» **READING PASSAGE**:
# # # #

Bitumen Price Volatility, Supply Chain Complexity and Vertical Integration
a report by
Emil D Attanasi
US Geological Survey
Bitumen is a viscous oil with a viscosity >10,000cp under reservoir conditions and an American Petroleum Institute (API) gravity of <10° (viscosity increases as a material’s resistance to flow increases, and API gravity measures the inverse of fluid density). Compared with conventional crude oil, bitumen is characterised by high viscosity, high density (low API gravity) and high concentrations of sulphur, acids and heavy metals. Bitumen includes extra-heavy oil and oil (tar) sands. Large deposits of extra-heavy oil are located in Venezuela’s Orinoco Oil Belt. However, this analysis focuses on the industry developing the massive oilsands deposits in the Athabasca, Cold Lake and Peace River areas of Northern Alberta, Canada. Bitumen in these deposits does not generally flow, so heat or solvents must be injected into the reservoir to lower its viscosity to induce flow to a well where it can be extracted. The inclusion of the recoverable bitumen as oil reserves has catapulted Canada to second place, just below Saudi Arabia, in the world’s identified recoverable oil. This analysis1
shows that bitumen prices are
more volatile than conventional crude oil prices. It then argues that bitumen price volatility and the complexity of the bitumen supply chain drive producers towards vertical integration.
Supply Chain from Extraction of Bitumen to High-value Transportation Fuels
Extraction Processes, Costs and Transportation
Bitumen at depths of 250 feet is extracted by mining oilsands and then separating it from the host sand using a hot water process. Mining recovers about 82% of the bitumen in place. Bitumen that is too deep for mining may be recovered from vertical or horizontal production wells (in situ recovery) for sustained periods if heat is added to the reservoir, usually in the form of steam through injector wells. Thermal bitumen recovery uses natural gas for steam generation at a rate of about 1,000 cubic feet per barrel of recovered bitumen. Although mining operations consume less gas per barrel of bitumen, other operating costs more than offset the lower natural gas consumption. Depending on the nature of the reservoir and technology applied, thermal methods can recover 25–50% of the bitumen in place.2
Operating costs of large-scale extraction operations are about CA$14 per barrel and development costs (capital expenditure, capex), based on a 9% cost of capital, are between CA$5 and CA$6 per barrel without accounting for royalties and income taxes.3
Bitumen deposits
commonly contain hundreds of millions of barrels of recoverable oil. Per-barrel extraction costs of conventional oil deposits with similar reserves are typically one-quarter to one-third of these costs.
Pipelines must carry 50–100% more fluid for a desired bitumen flow rate than pipelines for conventional oil because of additional light oil or natural gas liquid diluents required for the bitumen to flow. The light oil/bitumen blend is a ratio of 50:50; alternatively, the natural gas
© TOUCH BRIEFINGS 2010
liquid/bitumen blend is 33:67. Operating costs also increase because of the high cost of diluents. If diluents are recycled rather than sold with the bitumen, a return pipeline is required.

# # # #

» **INFORMATION SHOWN**:
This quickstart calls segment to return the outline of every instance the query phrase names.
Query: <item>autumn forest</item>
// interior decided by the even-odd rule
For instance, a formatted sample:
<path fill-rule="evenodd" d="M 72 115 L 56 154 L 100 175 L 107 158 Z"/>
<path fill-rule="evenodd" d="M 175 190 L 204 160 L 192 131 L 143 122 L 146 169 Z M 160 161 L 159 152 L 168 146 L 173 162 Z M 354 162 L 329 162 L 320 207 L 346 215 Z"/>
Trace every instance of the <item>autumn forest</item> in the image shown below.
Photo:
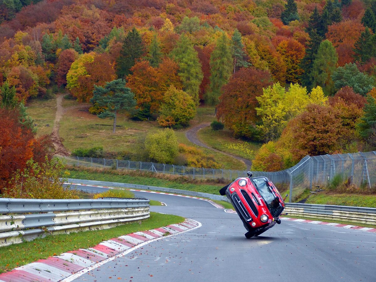
<path fill-rule="evenodd" d="M 25 106 L 62 89 L 114 132 L 119 112 L 174 129 L 215 106 L 263 144 L 255 170 L 374 150 L 375 18 L 376 0 L 0 0 L 0 184 L 59 153 Z"/>

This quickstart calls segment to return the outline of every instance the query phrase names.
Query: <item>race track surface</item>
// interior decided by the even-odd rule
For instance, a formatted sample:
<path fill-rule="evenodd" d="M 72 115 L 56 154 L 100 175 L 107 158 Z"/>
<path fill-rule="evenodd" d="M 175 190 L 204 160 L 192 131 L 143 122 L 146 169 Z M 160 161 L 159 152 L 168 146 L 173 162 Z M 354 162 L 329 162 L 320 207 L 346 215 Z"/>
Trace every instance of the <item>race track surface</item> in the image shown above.
<path fill-rule="evenodd" d="M 135 194 L 167 204 L 152 206 L 152 211 L 202 226 L 152 242 L 74 281 L 376 281 L 375 233 L 282 221 L 247 239 L 237 214 L 208 202 Z"/>

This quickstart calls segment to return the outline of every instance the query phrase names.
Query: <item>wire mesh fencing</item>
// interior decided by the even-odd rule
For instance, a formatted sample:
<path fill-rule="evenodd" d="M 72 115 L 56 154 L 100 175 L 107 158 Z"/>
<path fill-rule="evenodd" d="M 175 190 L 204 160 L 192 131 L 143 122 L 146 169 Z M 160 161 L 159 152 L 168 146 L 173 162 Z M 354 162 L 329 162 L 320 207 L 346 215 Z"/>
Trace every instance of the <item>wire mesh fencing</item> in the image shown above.
<path fill-rule="evenodd" d="M 73 166 L 133 170 L 182 176 L 194 179 L 223 179 L 232 181 L 247 175 L 247 171 L 244 170 L 80 157 L 65 159 L 67 164 Z M 267 177 L 276 185 L 288 185 L 289 200 L 291 202 L 299 198 L 306 189 L 312 190 L 320 186 L 327 186 L 336 179 L 358 186 L 371 188 L 376 185 L 376 152 L 307 156 L 288 169 L 275 172 L 253 171 L 252 173 L 254 177 Z"/>

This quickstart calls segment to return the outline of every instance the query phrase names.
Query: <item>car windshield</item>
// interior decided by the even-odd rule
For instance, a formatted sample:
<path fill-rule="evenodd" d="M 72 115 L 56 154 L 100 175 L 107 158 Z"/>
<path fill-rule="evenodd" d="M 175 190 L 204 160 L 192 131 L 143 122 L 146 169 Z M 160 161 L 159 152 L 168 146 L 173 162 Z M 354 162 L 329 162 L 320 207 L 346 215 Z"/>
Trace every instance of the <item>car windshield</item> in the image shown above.
<path fill-rule="evenodd" d="M 275 217 L 281 206 L 276 195 L 268 186 L 264 177 L 254 178 L 251 180 L 260 195 L 264 198 L 271 215 Z"/>

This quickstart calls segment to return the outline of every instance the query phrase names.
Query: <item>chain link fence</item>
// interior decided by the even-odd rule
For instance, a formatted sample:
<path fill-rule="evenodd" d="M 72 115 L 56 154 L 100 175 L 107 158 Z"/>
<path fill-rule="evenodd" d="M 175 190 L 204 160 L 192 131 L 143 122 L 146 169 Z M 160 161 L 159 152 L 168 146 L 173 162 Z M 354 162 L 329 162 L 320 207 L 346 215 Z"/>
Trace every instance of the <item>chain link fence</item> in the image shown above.
<path fill-rule="evenodd" d="M 195 179 L 223 179 L 232 180 L 247 175 L 244 170 L 191 167 L 183 165 L 132 161 L 80 157 L 65 158 L 73 166 L 133 170 L 169 174 Z M 307 189 L 327 186 L 335 177 L 347 179 L 358 186 L 370 188 L 376 185 L 376 152 L 354 154 L 307 156 L 295 165 L 276 172 L 252 171 L 253 177 L 266 176 L 276 185 L 289 185 L 289 201 L 299 197 Z M 284 188 L 283 189 L 284 189 Z M 282 188 L 280 190 L 283 191 Z"/>

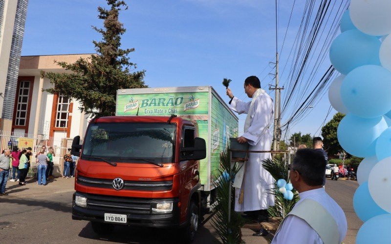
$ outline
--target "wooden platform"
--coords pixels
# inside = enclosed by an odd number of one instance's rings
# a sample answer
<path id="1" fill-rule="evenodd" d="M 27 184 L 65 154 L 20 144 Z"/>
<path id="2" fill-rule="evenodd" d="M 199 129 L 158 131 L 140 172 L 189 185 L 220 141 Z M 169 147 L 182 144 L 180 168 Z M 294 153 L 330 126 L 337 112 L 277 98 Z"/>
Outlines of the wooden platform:
<path id="1" fill-rule="evenodd" d="M 278 228 L 280 223 L 282 221 L 282 218 L 270 218 L 268 222 L 261 222 L 262 227 L 271 232 L 274 233 Z"/>

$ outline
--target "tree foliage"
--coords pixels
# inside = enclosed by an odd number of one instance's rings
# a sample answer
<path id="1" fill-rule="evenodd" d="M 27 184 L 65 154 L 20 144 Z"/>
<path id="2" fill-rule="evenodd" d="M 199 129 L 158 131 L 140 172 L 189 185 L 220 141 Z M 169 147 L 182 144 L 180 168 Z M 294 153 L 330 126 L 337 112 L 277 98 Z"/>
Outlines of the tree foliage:
<path id="1" fill-rule="evenodd" d="M 220 155 L 221 168 L 218 169 L 218 180 L 214 183 L 217 193 L 215 211 L 216 214 L 211 220 L 212 225 L 216 233 L 220 237 L 224 244 L 244 243 L 241 239 L 241 230 L 244 221 L 239 212 L 235 211 L 235 189 L 232 185 L 235 175 L 240 169 L 237 163 L 231 162 L 228 148 Z M 228 223 L 228 205 L 229 202 L 229 187 L 231 188 L 231 219 Z"/>
<path id="2" fill-rule="evenodd" d="M 309 133 L 302 135 L 302 132 L 299 132 L 293 133 L 289 139 L 290 145 L 297 147 L 301 144 L 304 144 L 307 146 L 307 148 L 312 148 L 312 137 Z"/>
<path id="3" fill-rule="evenodd" d="M 341 120 L 345 115 L 341 113 L 335 114 L 333 118 L 322 128 L 322 136 L 325 149 L 329 154 L 337 154 L 342 150 L 337 138 L 337 129 Z"/>
<path id="4" fill-rule="evenodd" d="M 118 20 L 119 11 L 128 6 L 124 0 L 107 0 L 109 9 L 98 7 L 98 18 L 103 20 L 103 28 L 93 28 L 102 36 L 99 41 L 93 41 L 96 55 L 80 58 L 73 63 L 55 62 L 70 73 L 41 72 L 54 87 L 44 89 L 79 101 L 79 109 L 87 114 L 98 117 L 114 115 L 117 90 L 147 87 L 143 80 L 144 70 L 134 71 L 137 67 L 129 55 L 134 48 L 123 49 L 121 37 L 125 32 Z"/>

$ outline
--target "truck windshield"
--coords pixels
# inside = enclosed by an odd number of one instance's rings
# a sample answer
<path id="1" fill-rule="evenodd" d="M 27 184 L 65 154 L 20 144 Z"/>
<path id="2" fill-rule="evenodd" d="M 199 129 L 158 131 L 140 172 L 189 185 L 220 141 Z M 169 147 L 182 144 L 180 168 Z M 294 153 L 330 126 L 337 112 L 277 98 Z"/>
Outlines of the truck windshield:
<path id="1" fill-rule="evenodd" d="M 167 123 L 97 123 L 88 127 L 82 158 L 112 161 L 171 162 L 176 125 Z"/>

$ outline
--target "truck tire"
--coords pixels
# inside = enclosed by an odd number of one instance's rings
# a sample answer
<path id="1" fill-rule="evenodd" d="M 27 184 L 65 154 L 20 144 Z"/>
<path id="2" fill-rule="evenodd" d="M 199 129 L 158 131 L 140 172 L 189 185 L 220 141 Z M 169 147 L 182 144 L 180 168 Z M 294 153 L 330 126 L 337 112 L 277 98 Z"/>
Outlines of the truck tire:
<path id="1" fill-rule="evenodd" d="M 110 234 L 114 228 L 114 225 L 101 222 L 91 222 L 92 230 L 98 235 L 108 235 Z"/>
<path id="2" fill-rule="evenodd" d="M 186 243 L 191 243 L 194 240 L 198 228 L 199 212 L 197 205 L 194 202 L 190 203 L 188 214 L 188 224 L 183 229 L 182 239 Z"/>

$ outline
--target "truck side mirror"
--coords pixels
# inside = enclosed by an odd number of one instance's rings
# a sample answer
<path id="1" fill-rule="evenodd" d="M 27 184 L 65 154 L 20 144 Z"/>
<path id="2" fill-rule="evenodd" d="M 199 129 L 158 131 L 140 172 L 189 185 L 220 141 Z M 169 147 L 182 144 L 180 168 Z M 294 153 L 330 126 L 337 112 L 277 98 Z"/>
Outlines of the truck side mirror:
<path id="1" fill-rule="evenodd" d="M 206 143 L 205 140 L 199 137 L 194 139 L 194 153 L 193 157 L 195 160 L 200 160 L 206 158 Z"/>
<path id="2" fill-rule="evenodd" d="M 183 147 L 181 148 L 180 152 L 180 161 L 204 159 L 206 158 L 206 143 L 202 138 L 196 137 L 194 139 L 194 147 Z"/>
<path id="3" fill-rule="evenodd" d="M 74 156 L 80 157 L 80 149 L 82 149 L 82 145 L 80 145 L 80 136 L 76 136 L 73 138 L 73 141 L 72 142 L 72 147 L 71 154 Z"/>

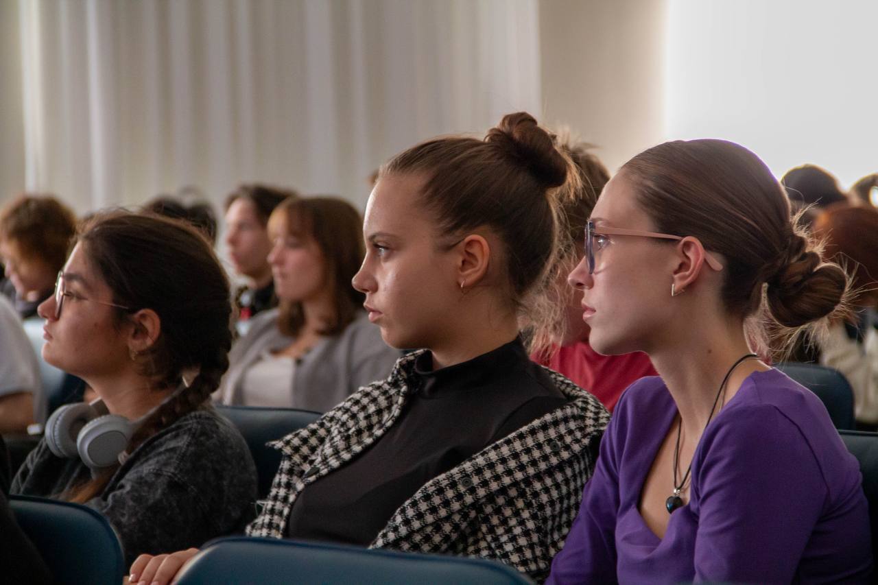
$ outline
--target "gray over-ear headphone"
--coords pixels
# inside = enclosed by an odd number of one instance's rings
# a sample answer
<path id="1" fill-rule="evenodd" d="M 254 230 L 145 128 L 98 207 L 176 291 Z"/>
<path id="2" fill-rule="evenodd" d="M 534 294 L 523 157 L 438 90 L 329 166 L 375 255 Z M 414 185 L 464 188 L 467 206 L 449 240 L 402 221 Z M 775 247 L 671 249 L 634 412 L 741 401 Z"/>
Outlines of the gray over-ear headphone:
<path id="1" fill-rule="evenodd" d="M 180 386 L 136 421 L 111 415 L 100 399 L 60 407 L 46 421 L 46 444 L 56 457 L 76 459 L 91 469 L 122 463 L 121 455 L 138 429 L 163 404 L 186 386 Z"/>
<path id="2" fill-rule="evenodd" d="M 128 446 L 144 417 L 132 422 L 111 415 L 103 401 L 59 408 L 46 422 L 46 444 L 57 457 L 77 456 L 91 469 L 109 467 Z"/>

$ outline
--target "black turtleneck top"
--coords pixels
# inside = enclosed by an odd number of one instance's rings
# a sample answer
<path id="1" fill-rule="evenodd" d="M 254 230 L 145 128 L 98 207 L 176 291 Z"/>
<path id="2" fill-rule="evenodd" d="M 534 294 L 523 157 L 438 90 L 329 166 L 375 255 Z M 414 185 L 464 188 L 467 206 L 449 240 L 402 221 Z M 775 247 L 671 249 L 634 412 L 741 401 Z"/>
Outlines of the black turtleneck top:
<path id="1" fill-rule="evenodd" d="M 428 351 L 415 360 L 413 394 L 384 436 L 299 493 L 287 537 L 367 545 L 425 483 L 568 401 L 519 339 L 432 365 Z"/>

# # # #

» **PROBLEMS**:
1 > In the bitumen report, what share of the bitumen in place does mining recover?
2 > Pick up the bitumen report at its final sentence and carry it forward.

» **ANSWERS PER TASK**:
1 > About 82%.

2 >
Upgrading Bitumen for the Crude Oil Market
Most refineries are designed to process light crude oils with API gravities >30°. Light crude oil yields about 78% of its refined fluid volume as high-value transportation fuels: gasoline, jet fuels and diesel fuels. By contrast, when bitumen is run through the simple refinery processes, the yields of high-value products are around 38%, with the rest of the product taking the form of low-value residual oil and asphalt. Because of the lower yield of high-value products, refineries steeply discount the price they are willing to pay for all heavy oils (<20° API), including bitumen. Refineries designed to accept heavy oils (10–20° API gravity) have extra process units (capital) that upgrade the large quantity of residual oils following initial distillation, adding substantially to refining cost. Bitumen upgrading processes are even more intensive.
Raw bitumen can be chemically upgraded to refinery feedstock, synthetic crude oil (SCO), by stand-alone upgrading plants. About 60% of the bitumen produced in Alberta in 2006 was upgraded in Canada and most of it was upgraded in captive bitumen upgrader facilities near operating mining projects. A small but declining part of the produced bitumen is blended with light oil and transported directly to refineries in Canada that accept heavy oil. The rest of the raw bitumen is exported to the US, which has by far the largest share of the world’s refinery capacity capable of turning heavier oils into transportation fuels and lubricants.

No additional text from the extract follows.